Assigned task A:
From the Grotto Geyser passage below, extract the text between "Grotto Geyser is" and "Rocket Geyser, erupts.", inclusive.
Assigned task B:
Answer these questions using the Grotto Geyser passage below:
(i) How long does a short mode eruption of Grotto Geyser last?
(ii) Which geyser erupts in place of Rocket Geyser when Grotto Geyser has a long mode eruption?
(iii) According to the section on Giant Geyser, what are "hot periods"?
Assigned task C:
Name every geyser other than Grotto Geyser that the Grotto Geyser passage below mentions.

[Text passage Boundary: Start]

Grotto Geyser is connected with at least five other geysers in the surrounding area. Eruptions are usually preceded by an eruption from Grotto Fountain Geyser, or both Grotto Fountain Geyser and South Grotto Fountain Geyser. But if the latter erupts on its own, it will delay both eruptions from Grotto Fountain Geyser and Grotto Geyser itself. After Grotto has a short mode eruption, which lasts about 1 to 2 hours, Rocket Geyser usually has a major eruption. Approximately three-quarters of Grotto's eruptions are short mode. Grotto Geyser and Rocket Geyser erupt together. When Grotto Geyser has a long mode eruption, which lasts from 6 to 12 hours, Spa Geyser, instead of Rocket Geyser, erupts.

===Connection with Giant Geyser===
Grotto is significant beyond its own considerable size because of the interactions between its own eruptions and those of nearby Giant Geyser, one of the world's most powerful geysers. Giant erupts only during so-called "hot periods," times of intensified activity and rising water among the smaller geysers surrounding Giant. Most hot periods do not lead to Giant eruptions, but Giant eruptions frequently start during the hot period immediately following the start of a Grotto eruption. Additionally, the long, "marathon" eruptions of Grotto are commonly followed, a few hours after they end, by a particularly intense "recovery hot period" in the Giant complex that may instigate a Giant eruption. Giant eruptions may also occur 4 to 5 hours after the start of a Grotto marathon eruption.

[Text passage Boundary: End]
[Data to examine Boundary: Start]

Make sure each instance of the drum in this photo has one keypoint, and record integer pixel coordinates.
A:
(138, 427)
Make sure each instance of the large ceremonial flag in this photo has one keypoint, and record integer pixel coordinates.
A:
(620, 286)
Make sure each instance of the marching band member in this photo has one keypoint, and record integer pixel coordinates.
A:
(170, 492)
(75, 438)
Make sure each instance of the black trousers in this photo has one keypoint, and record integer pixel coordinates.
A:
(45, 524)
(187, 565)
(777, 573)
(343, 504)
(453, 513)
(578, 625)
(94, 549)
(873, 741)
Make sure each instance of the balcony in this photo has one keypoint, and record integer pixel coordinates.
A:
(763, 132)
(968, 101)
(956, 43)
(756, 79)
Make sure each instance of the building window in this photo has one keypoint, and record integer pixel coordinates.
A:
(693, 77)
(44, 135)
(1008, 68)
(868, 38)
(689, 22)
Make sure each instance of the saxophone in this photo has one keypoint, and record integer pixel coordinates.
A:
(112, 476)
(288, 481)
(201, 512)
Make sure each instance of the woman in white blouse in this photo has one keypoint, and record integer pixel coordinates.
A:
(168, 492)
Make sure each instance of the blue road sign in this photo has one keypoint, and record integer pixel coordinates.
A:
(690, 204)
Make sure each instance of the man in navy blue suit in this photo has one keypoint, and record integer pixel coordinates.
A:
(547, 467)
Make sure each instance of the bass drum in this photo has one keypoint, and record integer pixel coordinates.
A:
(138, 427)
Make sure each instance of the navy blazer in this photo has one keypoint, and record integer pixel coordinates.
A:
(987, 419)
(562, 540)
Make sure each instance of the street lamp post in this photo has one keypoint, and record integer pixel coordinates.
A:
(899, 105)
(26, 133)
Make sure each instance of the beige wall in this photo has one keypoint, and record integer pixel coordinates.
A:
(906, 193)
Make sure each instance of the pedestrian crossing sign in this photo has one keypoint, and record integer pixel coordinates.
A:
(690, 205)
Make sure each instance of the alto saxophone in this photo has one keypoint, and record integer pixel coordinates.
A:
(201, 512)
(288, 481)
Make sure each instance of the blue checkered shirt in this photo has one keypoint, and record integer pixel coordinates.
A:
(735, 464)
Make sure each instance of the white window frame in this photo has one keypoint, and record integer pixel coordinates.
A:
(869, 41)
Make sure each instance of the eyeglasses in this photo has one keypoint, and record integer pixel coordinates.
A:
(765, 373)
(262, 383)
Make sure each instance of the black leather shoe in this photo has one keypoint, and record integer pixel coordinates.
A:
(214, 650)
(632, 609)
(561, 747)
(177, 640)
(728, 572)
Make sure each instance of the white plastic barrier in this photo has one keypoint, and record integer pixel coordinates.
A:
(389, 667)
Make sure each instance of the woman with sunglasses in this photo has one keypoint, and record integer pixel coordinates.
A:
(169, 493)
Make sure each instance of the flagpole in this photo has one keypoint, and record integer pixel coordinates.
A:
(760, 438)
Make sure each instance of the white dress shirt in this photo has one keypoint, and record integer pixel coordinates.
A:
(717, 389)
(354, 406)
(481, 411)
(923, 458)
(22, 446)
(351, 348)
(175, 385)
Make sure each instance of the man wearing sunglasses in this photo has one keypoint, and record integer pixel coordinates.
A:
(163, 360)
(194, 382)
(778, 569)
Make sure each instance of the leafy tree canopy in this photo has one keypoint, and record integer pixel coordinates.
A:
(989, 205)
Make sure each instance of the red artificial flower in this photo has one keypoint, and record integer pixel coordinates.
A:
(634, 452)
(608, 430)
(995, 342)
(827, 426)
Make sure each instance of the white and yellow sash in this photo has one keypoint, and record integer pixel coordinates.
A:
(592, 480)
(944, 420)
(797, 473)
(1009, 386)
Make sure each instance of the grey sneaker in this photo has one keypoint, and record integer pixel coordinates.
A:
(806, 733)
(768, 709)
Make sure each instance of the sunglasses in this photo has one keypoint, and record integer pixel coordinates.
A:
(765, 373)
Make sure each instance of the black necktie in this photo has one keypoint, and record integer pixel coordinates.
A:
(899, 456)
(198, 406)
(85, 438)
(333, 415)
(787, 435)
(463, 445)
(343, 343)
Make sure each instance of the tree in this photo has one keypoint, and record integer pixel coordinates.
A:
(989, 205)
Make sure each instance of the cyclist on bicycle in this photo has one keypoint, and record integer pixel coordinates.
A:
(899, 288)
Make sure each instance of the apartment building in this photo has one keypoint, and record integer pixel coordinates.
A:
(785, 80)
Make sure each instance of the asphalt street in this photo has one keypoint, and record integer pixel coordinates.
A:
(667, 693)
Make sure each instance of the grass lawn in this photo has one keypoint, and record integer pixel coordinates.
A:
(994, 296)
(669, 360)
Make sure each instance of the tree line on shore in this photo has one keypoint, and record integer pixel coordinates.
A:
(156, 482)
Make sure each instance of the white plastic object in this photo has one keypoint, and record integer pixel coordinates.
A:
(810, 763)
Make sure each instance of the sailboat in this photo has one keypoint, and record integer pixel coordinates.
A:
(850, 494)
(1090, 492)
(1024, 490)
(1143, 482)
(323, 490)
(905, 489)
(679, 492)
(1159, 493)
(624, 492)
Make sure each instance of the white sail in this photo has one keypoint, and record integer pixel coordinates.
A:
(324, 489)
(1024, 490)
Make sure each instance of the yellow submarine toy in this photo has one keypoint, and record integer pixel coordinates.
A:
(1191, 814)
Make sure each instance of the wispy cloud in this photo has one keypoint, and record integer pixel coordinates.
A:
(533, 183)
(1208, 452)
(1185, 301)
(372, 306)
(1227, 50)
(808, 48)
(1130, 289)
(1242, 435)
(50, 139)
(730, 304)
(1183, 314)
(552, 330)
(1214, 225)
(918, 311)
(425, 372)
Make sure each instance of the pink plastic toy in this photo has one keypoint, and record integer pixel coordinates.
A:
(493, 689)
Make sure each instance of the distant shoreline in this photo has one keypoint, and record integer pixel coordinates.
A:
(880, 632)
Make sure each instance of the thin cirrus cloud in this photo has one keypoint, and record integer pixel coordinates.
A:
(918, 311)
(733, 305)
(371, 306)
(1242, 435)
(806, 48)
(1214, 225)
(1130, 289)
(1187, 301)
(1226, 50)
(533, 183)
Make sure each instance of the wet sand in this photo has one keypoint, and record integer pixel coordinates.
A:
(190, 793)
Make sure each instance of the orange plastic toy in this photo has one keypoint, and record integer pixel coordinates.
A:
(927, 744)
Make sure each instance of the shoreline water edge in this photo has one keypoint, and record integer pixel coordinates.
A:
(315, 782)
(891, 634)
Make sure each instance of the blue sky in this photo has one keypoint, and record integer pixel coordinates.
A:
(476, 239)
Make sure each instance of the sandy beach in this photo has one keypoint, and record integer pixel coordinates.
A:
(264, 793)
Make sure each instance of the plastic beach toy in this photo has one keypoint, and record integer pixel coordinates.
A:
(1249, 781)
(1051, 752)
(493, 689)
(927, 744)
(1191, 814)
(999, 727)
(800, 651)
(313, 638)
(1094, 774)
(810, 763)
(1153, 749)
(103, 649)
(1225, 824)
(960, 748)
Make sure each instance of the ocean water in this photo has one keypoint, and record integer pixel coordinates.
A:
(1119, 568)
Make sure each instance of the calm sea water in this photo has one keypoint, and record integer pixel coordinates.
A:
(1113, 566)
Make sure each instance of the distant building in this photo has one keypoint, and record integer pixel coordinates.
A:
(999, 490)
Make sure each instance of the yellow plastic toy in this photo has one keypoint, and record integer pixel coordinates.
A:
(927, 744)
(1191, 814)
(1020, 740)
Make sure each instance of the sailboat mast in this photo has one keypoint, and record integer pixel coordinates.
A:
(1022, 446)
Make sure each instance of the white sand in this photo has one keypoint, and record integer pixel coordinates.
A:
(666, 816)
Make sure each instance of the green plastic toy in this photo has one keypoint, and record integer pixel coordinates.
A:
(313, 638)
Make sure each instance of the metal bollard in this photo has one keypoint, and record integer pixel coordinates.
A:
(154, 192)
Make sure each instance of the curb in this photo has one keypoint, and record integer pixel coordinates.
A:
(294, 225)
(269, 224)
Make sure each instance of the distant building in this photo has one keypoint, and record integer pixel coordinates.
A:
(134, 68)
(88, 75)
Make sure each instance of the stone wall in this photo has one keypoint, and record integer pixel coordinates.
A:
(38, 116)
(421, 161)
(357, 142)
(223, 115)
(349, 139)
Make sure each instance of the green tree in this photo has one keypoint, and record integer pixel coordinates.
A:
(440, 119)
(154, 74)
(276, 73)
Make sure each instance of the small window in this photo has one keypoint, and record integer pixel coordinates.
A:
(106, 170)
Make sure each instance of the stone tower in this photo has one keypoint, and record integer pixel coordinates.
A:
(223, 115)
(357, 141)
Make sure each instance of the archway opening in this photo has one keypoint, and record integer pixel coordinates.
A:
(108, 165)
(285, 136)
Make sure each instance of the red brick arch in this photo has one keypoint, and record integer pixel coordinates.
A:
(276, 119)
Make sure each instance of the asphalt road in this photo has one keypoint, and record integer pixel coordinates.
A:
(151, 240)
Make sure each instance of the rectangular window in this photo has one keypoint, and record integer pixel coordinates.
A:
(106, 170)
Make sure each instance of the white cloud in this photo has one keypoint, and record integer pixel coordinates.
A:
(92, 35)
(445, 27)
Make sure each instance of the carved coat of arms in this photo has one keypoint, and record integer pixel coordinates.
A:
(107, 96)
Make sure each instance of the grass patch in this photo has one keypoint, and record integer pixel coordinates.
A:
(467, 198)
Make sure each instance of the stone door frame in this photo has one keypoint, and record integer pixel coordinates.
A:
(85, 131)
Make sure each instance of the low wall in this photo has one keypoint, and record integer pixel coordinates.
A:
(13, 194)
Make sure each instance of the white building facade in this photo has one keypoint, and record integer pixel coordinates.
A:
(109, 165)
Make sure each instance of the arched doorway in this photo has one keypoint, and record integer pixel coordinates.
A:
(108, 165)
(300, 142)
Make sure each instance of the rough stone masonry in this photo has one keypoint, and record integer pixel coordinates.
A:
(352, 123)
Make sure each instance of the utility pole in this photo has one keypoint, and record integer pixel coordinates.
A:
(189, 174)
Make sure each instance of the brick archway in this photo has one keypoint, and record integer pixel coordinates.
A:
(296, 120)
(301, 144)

[Data to examine Boundary: End]

Result A:
Grotto Geyser is connected with at least five other geysers in the surrounding area. Eruptions are usually preceded by an eruption from Grotto Fountain Geyser, or both Grotto Fountain Geyser and South Grotto Fountain Geyser. But if the latter erupts on its own, it will delay both eruptions from Grotto Fountain Geyser and Grotto Geyser itself. After Grotto has a short mode eruption, which lasts about 1 to 2 hours, Rocket Geyser usually has a major eruption. Approximately three-quarters of Grotto's eruptions are short mode. Grotto Geyser and Rocket Geyser erupt together. When Grotto Geyser has a long mode eruption, which lasts from 6 to 12 hours, Spa Geyser, instead of Rocket Geyser, erupts.

Result B:
(i) About 1 to 2 hours.
(ii) Spa Geyser.
(iii) Times of intensified activity and rising water among the smaller geysers surrounding Giant.

Result C:
Grotto Fountain Geyser, South Grotto Fountain Geyser, Rocket Geyser, Spa Geyser, Giant Geyser